## Location annotation dataset excerpts
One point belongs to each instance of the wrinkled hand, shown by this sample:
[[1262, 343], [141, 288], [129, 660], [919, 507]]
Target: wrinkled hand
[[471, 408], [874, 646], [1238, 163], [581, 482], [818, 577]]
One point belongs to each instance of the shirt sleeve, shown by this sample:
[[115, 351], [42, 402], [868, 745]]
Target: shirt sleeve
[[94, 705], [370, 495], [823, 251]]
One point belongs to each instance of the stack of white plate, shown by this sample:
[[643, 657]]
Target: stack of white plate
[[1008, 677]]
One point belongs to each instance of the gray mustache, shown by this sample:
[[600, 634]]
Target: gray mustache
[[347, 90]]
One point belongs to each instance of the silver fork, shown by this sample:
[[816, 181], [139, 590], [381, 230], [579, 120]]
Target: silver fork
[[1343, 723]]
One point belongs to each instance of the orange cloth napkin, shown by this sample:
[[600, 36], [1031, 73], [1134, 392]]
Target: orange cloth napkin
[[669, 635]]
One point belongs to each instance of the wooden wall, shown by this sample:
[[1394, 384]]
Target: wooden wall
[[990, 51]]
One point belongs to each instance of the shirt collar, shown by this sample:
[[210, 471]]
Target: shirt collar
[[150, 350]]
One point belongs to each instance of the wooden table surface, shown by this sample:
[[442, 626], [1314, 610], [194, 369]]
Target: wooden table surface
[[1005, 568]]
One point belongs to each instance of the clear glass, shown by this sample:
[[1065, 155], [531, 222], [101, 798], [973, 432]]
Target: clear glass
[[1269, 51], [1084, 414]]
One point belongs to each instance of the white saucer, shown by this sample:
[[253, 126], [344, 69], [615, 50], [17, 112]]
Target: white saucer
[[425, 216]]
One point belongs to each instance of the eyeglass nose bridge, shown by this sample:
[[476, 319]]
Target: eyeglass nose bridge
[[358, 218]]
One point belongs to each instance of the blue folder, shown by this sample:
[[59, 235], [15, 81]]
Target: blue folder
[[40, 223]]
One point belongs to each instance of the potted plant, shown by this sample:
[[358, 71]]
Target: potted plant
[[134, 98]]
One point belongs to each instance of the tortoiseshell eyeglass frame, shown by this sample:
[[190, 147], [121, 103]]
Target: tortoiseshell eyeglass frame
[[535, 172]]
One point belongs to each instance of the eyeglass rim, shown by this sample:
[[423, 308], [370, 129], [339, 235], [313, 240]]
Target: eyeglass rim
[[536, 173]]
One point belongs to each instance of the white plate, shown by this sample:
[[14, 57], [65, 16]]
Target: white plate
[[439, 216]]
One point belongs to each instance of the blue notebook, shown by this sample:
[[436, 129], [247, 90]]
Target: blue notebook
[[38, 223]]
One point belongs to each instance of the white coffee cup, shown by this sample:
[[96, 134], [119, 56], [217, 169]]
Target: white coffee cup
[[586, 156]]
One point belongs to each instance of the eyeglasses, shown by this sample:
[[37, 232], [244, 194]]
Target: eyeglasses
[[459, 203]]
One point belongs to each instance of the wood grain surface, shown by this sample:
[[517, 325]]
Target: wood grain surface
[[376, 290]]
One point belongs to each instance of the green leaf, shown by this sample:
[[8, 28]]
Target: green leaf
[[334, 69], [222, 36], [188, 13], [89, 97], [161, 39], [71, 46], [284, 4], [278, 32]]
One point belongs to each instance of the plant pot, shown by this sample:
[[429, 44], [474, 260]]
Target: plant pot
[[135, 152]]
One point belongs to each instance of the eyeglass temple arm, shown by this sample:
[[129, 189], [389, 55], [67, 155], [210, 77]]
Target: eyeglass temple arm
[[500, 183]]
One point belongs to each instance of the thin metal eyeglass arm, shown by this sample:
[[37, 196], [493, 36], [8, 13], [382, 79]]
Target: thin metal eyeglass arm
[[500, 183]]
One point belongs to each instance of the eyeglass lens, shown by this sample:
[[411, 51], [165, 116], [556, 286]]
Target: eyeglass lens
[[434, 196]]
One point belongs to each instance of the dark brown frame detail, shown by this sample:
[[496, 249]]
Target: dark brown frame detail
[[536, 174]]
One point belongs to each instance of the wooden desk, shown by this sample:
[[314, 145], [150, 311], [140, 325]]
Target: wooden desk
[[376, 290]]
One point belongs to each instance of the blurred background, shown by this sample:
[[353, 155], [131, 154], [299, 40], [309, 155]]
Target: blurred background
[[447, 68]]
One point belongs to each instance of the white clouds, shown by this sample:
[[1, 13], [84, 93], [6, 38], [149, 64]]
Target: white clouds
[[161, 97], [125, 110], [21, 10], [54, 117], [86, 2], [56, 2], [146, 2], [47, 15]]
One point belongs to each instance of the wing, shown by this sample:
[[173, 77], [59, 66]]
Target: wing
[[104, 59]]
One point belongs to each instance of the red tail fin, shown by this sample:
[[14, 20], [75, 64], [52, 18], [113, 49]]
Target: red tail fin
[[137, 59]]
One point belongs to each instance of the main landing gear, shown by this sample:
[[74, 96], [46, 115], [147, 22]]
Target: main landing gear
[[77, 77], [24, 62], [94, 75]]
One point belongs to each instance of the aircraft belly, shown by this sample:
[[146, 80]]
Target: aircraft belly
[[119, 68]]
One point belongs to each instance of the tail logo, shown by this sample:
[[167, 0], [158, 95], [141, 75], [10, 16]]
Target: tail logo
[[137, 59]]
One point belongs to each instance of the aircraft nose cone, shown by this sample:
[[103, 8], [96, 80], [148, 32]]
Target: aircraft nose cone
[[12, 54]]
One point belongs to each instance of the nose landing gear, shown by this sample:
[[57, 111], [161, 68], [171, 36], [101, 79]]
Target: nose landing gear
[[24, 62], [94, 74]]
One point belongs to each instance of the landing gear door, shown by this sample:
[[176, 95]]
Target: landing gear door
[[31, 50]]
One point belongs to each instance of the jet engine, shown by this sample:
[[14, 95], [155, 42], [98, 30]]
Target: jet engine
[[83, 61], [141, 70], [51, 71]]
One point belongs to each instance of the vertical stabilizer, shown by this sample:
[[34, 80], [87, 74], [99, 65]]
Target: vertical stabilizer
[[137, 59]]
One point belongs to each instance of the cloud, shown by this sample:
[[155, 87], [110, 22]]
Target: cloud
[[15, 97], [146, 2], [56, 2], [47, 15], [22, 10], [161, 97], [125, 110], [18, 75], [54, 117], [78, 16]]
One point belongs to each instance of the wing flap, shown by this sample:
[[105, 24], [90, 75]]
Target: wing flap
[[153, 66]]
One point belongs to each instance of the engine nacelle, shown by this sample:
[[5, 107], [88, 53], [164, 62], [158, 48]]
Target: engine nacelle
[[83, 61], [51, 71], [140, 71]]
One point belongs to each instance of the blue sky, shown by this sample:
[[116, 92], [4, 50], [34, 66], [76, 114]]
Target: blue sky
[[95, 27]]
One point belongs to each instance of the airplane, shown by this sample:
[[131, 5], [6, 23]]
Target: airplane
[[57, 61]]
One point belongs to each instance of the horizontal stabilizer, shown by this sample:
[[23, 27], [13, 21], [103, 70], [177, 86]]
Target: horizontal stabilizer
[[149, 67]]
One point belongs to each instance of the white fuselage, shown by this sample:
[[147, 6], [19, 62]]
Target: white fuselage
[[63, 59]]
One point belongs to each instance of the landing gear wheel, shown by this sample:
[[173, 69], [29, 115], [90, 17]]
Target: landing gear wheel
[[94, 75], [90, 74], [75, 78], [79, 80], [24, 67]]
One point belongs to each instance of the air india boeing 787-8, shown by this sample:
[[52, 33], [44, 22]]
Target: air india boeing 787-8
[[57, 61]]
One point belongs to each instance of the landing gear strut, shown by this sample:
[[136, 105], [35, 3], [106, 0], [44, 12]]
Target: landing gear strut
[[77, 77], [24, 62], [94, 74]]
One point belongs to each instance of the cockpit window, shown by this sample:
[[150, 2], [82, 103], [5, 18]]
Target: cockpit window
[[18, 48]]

## Exercise requirements
Please give again only the lines starting with the line with "One point belongs to each instance of the white saucer, shown" and going on through the line with "[[535, 172]]", renaming "potted plant" to "houseplant" and keeping everything else the same.

## Response to the task
One point belongs to each instance of the white saucer, shown by this sample:
[[253, 126], [344, 69], [615, 50], [17, 112]]
Target: white saucer
[[425, 216]]
One point belongs to each instance of the eyeglass nose bridge, shown by this sample:
[[476, 319]]
Target: eyeglass nose bridge
[[358, 218]]
One point belongs to each instance of the blue folder, shown by this sample:
[[59, 235], [15, 81]]
Target: blue folder
[[40, 223]]
One point belongs to each instance of the houseplant, shown by this sample:
[[358, 71]]
Target: houseplant
[[134, 98]]
One point belongs to each instance of the tortoiseshell eyeglass frame, shown by this sample:
[[190, 147], [121, 103]]
Target: tortoiseshell eyeglass frame
[[535, 172]]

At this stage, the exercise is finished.